Note
0.0(0)
MR

Exam Notes

Google Cloud and Assignment 3

  • Trends putting pressure on conventional computing centers:
    • Explosive growth in applications.
    • Extreme scale content generation.
    • Extraordinary rate of digital content consumption.
    • Exponential growth in compute capabilities.
    • Very short cycle of obsolescence in technologies.
    • Newer architectures.
  • Cloud Computing Definition:
    • Using a network of remote servers to store, manage, and process data.
    • Internet-based computing providing shared resources on-demand, like the electricity grid.
  • Other names for cloud computing: On-demand computing, utility computing, ubiquitous computing, autonomic computing, platform computing, edge computing, elastic computing, grid computing
  • Platform: Integrated and networked hardware, software, and Internet infrastructure.
  • Cloud Computing platform functions:
    • Provides hardware, software, and networking services via the Internet.
    • Hides complexity of underlying infrastructure with simple interface/API.
    • Offers on-demand, 24/7 services.
    • Pay-as-you-go, elastic services.
    • Hardware and software services available to everyone.
  • Benefits of cloud computing:
    • Saves capital and operational investment with pay-as-you-go model.
    • Enables companies to be infrastructure-less.
  • Virtualization: Creation of a virtual version of something (OS, server, etc.).
  • Advantages of virtual machines:
    • Run OS where hardware is unavailable.
    • Easier to create and backup machines.
    • Software testing with clean OS installs.
    • Emulate more machines than physically available.
    • Timeshare lightly loaded systems.
    • Debug problems (suspend and resume).

→ **Information**

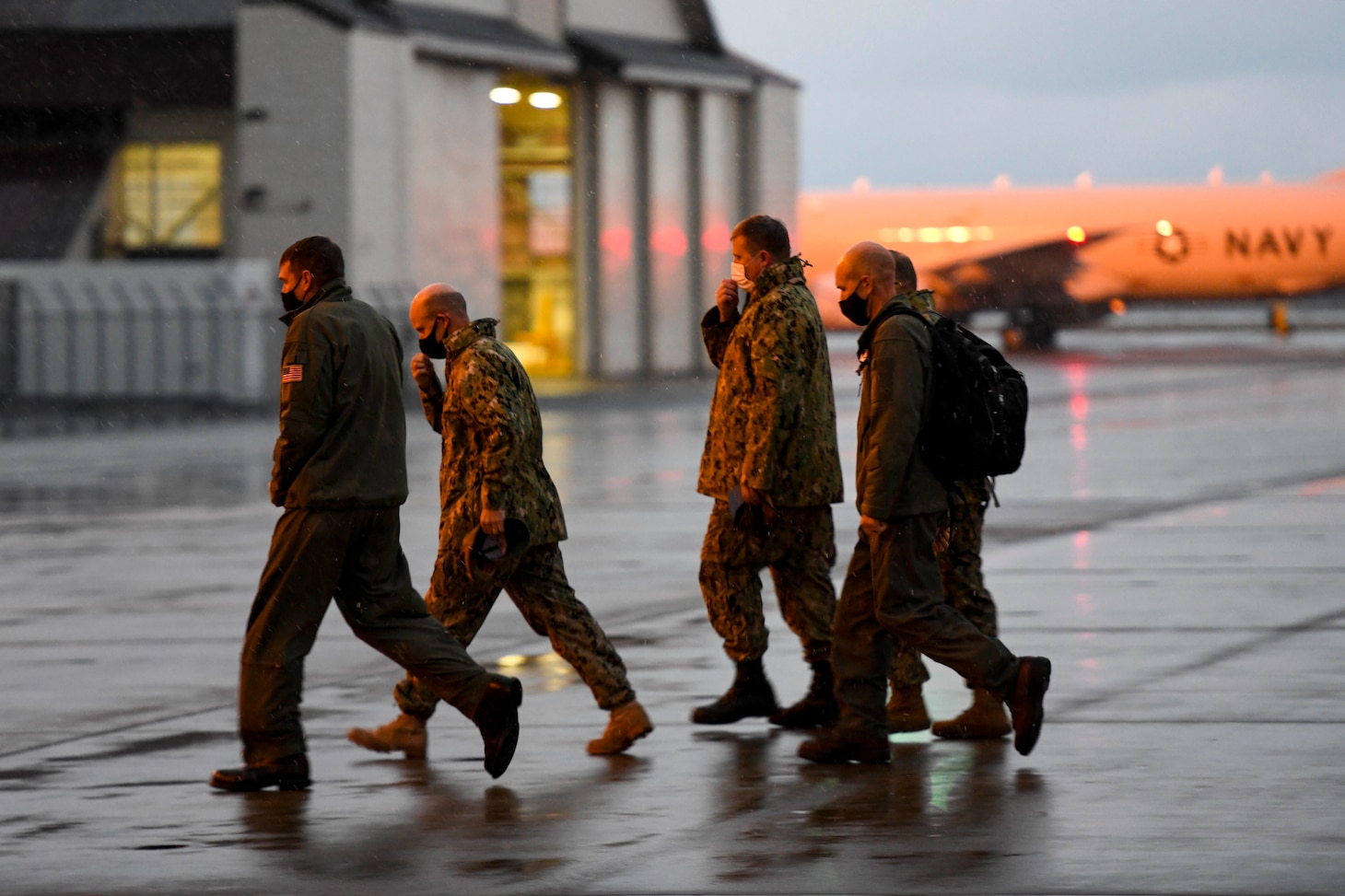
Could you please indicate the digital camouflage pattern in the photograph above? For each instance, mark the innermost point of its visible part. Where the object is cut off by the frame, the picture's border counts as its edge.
(772, 420)
(535, 583)
(491, 440)
(799, 551)
(964, 586)
(493, 456)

→ **What you will do**
a – Translate this line from the cloud computing notes into Spanish: "Hides complexity of underlying infrastructure with simple interface/API."
b – Please retype the part of the cloud computing notes between "Google Cloud and" and "obsolescence in technologies.", inclusive.
The items have no connection to the cloud computing notes.

→ **Outputs by task**
a – Oculta la complejidad de la infraestructura subyacente mediante una interfaz/API sencilla.

b –
Google Cloud and Assignment 3

  • Trends putting pressure on conventional computing centers:
    • Explosive growth in applications.
    • Extreme scale content generation.
    • Extraordinary rate of digital content consumption.
    • Exponential growth in compute capabilities.
    • Very short cycle of obsolescence in technologies.